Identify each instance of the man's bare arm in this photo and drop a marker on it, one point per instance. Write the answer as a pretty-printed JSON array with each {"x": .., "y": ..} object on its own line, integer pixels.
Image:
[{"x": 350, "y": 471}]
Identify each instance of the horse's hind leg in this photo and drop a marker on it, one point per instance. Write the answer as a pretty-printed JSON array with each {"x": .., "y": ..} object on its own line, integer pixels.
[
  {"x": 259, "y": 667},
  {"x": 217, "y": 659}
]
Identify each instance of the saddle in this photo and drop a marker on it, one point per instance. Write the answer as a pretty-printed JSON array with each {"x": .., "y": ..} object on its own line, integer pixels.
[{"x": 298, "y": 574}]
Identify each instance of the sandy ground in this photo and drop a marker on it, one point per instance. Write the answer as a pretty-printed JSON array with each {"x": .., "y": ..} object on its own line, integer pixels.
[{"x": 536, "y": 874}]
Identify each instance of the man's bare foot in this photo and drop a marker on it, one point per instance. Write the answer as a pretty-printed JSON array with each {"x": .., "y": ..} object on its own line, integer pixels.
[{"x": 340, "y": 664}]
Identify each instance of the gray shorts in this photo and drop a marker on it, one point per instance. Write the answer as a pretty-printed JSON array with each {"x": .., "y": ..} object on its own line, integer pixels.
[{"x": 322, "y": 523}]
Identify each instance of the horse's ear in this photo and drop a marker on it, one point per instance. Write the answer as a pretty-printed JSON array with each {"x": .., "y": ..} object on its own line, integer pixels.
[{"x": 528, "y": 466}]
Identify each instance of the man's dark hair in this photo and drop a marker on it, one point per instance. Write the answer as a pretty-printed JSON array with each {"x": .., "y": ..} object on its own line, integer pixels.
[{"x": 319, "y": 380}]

**Yapılacak görev**. Yukarıdaki satırlardan, "Identify each instance of the man's dark" ifadesini içeren satırdan son satıra kadar olanları hiç değiştirmeden yeniden yaz. Her iki uçtaki satır da dahildir.

**Görev çözümü**.
Identify each instance of the man's dark hair in this photo and drop a marker on it, one point per instance. Write the answer as a pretty-printed JSON array with each {"x": .., "y": ..} object on its own line, integer pixels.
[{"x": 319, "y": 380}]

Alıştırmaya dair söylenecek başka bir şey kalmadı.